# Acoustic Guitar sounding Dull?



## MGP141 (Dec 2, 2007)

I am looking for a bit of an opinion/answer I guess.

I've got a washburn D10cem (all mahog. and pretty sure all laminate) that I leave at my parents house for when I come home (not often). I remeber liking the sound of it, but the last few times I have come home I have found it totally dull. No life, not a joy to play. 

I own a cheap 1979 yamaha FG310 (solid top but I think lam. back sides). I keep it where I live and it sounds just awesome to me. Nice and deep full sounds. Relatively good across the whole spectrum. 

Is it just a crappy guitar that I didn't realize until now? 
Even though it hasn't been played, are the strings shot?

Looking for any ideas?

Maybe its time to pass it on.


----------



## gtone (Nov 1, 2009)

Many of those old Yamahas were known for a rich, full-bodied tone. Maybe the Washburn just doesn't compare favourably to it.


----------



## bw66 (Dec 17, 2009)

It could be strings. If you don't play it much, try a set of coated strings. Its worth a few bucks to try it.

Brian


----------



## mansfield (Dec 23, 2009)

bw66 said:


> It could be strings. If you don't play it much, try a set of coated strings. Its worth a few bucks to try it.
> 
> Brian


I agree, strings could be the culprit. Especially considering you used to like its tone.


----------



## shoretyus (Jan 6, 2007)

gtone said:


> Many of those old Yamahas were known for a rich, full-bodied tone. Maybe the Washburn just doesn't compare favourably to it.


That's what I am thinking.. after the strings are changed.


----------



## Xanadu (Feb 3, 2006)

I think it's the strings, new strings really brighten up an acoustic


----------



## mansfield (Dec 23, 2009)

I find that normally within a month of a new set being installed they start sounding dead. It doesnt seem to matter if I play a lot or not after the first month they just do not have the same sound any longer. I use martin strings I'm not sure how they rate compared to other brands but that's my experience with them.


----------



## ronmac (Sep 22, 2006)

New strings will definitely bring back the brightness. How it compares to the Yamaha after that is a matter of taste. You may also want to consider where the guitar is stored when not in use. If it is kept in a basement, with relatively high humidity, that can contribute to a dull and lifeless instrument (yes, even if it is all laminate). 

Although they cost a bit more to buy, consider going with a coated string (D'Addario EXP or Elixir) if you don't play the guitar often. They do stand up to less than ideal environments much longer than regular strings.


----------



## Ship of fools (Nov 17, 2007)

*You do know*

That just because you don't play it doesn't mean that the strings don't wear out, even if its never touched the strings are subject to humidity or lack of and dust and every other thing available to help corrode the strings.

*PROVIDED MATERIAL:*
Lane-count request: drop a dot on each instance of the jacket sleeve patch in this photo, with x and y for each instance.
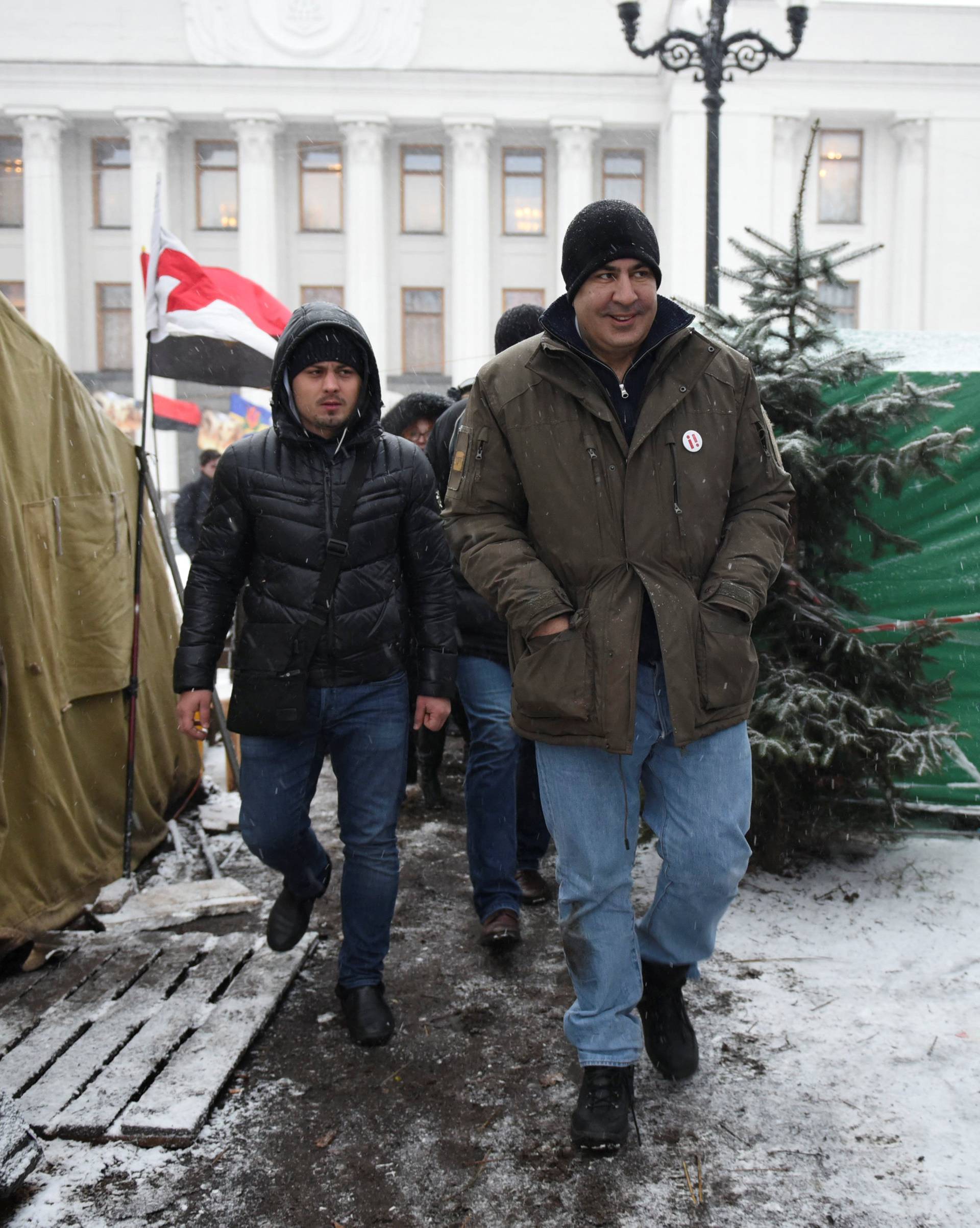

*REQUIRED TASK:*
From the forum thread about the dull-sounding acoustic guitar, reproduce the stretch from "I am looking" through "the whole spectrum." word for word.

*EXERCISE ANSWER:*
I am looking for a bit of an opinion/answer I guess.

I've got a washburn D10cem (all mahog. and pretty sure all laminate) that I leave at my parents house for when I come home (not often). I remeber liking the sound of it, but the last few times I have come home I have found it totally dull. No life, not a joy to play. 

I own a cheap 1979 yamaha FG310 (solid top but I think lam. back sides). I keep it where I live and it sounds just awesome to me. Nice and deep full sounds. Relatively good across the whole spectrum.